> [Aim of the task] Pictures stay out; everything else in the records is to be copied exactly.

= = = = =

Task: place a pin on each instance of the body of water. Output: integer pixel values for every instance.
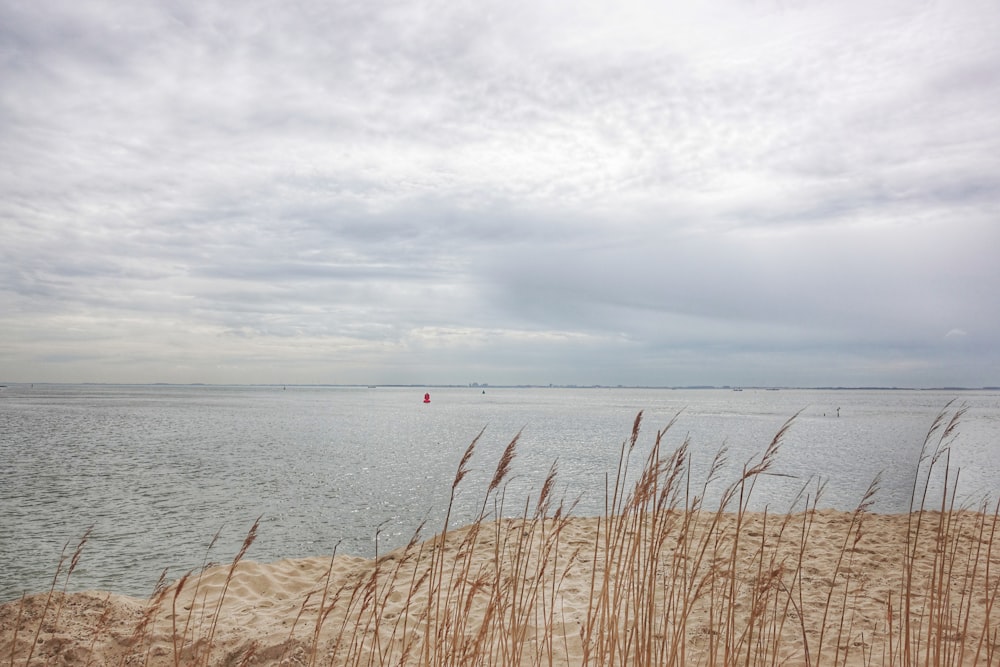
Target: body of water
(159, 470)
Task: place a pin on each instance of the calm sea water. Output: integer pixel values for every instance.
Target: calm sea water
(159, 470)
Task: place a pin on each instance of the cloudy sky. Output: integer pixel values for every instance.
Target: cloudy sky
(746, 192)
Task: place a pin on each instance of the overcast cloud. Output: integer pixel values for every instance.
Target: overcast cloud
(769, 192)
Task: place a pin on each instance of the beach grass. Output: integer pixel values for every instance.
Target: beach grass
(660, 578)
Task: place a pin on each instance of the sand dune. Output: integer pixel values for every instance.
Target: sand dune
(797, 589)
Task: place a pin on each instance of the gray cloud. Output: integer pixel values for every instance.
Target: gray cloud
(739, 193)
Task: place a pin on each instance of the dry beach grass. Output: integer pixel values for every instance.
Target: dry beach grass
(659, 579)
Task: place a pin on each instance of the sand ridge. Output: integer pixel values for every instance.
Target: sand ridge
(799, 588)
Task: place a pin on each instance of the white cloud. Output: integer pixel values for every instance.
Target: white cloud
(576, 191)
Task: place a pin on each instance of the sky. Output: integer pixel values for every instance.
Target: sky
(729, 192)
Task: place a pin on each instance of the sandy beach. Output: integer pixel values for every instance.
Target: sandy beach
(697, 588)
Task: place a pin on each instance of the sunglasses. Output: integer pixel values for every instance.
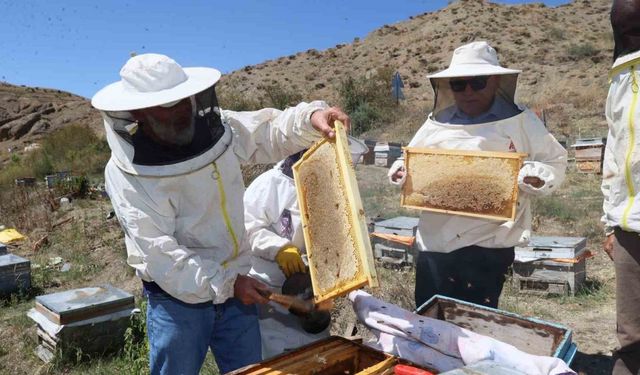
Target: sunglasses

= = = = =

> [Output for this task]
Task: place a pin on each instance of the body of water. Output: integer pixel values for every instance.
Target: body of water
(159, 470)
Task: place a pin on each instance of the calm sea water. Output: integer pixel values for every instance.
Target: calm sea water
(159, 470)
Task: place a pin on each instance of the cloudy sky. Output: integer pixel values for every instance.
Target: cloudy sky
(746, 192)
Task: place a pin on each instance of the overcast cloud. Output: integer pixel values for every instance.
Target: overcast cloud
(769, 192)
Task: place a pin on each instance of the beach grass. Output: integer pixel values for every instance.
Target: beach grass
(660, 578)
Task: place a pin on each instance of the sand dune. Output: integer pixel values for every instance.
Target: sand dune
(797, 589)
Task: place a pin on each instance of the gray cloud. Output: integer pixel values for every instance.
Target: gray cloud
(739, 193)
Task: place a pin on each instance of the dry beach grass. Output: integer pixel values for every instance.
Target: dry beach grass
(659, 579)
Task: place a pin on each instance of the sand ridge. Output: integer pixel values for every instance.
Target: sand ridge
(799, 588)
Task: place a pin on each instance of the white cloud. Output: integer pixel values for every instance.
Target: white cloud
(576, 191)
Task: place a pin on each instance of the sky. Output: integer pixel values for every instance.
Target: sky
(729, 192)
Task: place a pin on each instance of the sandy beach. Output: integer pixel values for every instance.
Target: sandy beach
(697, 588)
Task: place a pin on each instance of the sunglasses. Output: integer pixel values for every instance.
Target: sunglasses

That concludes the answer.